▸ Problem statement
Edit the records from their start through the line containing "coordinates: whole pixels, x", inclusive, and write those lines out again with "gray boulder" replaced by "granite rock" and nothing else changed.

── Available data

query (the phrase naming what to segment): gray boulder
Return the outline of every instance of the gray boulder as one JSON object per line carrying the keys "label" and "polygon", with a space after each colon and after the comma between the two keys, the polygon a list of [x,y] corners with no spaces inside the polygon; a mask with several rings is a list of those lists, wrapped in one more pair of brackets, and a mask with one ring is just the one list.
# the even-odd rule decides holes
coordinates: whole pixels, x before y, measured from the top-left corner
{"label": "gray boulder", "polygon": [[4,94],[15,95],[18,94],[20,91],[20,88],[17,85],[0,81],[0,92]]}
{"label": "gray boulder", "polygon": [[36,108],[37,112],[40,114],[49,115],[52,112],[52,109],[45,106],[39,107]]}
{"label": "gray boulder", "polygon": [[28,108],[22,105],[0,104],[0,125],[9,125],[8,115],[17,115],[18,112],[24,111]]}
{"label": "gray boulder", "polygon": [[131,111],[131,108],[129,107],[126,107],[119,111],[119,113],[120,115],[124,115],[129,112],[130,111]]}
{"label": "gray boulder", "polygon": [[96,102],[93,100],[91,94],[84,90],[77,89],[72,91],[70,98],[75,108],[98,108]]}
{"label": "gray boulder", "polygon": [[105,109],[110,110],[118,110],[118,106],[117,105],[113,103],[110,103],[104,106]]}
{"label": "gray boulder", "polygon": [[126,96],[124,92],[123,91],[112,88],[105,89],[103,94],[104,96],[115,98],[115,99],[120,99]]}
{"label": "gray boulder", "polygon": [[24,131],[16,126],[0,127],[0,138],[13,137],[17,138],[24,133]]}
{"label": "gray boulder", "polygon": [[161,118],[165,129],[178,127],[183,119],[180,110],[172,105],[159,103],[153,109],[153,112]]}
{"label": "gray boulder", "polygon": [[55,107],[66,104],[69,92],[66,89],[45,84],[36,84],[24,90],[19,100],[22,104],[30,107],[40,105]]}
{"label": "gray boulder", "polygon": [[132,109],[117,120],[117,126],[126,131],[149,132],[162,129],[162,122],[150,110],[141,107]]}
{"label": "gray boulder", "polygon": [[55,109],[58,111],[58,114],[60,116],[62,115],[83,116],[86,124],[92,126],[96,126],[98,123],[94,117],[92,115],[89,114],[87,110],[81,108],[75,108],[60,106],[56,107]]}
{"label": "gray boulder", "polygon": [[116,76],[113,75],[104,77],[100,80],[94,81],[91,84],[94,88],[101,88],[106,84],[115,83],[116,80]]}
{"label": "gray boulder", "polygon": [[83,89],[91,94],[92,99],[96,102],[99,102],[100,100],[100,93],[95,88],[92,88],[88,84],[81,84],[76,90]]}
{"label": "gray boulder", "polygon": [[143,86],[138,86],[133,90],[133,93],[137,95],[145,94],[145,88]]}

────

▸ Exercise response
query (the phrase naming what to segment): granite rock
Return the outline of every instance of the granite rock as one JSON object per line carrying the keys "label" and "polygon", with a space after each colon and after the comma between the two keys, the polygon a list of [x,y] corners with no spaces inside the polygon; a mask with several rings is a list of those lists, wrapped in one more pair of brackets, and a mask with one ring is just the one list.
# the even-odd rule decides holes
coordinates: whole pixels, x before y, measured from the top-left corner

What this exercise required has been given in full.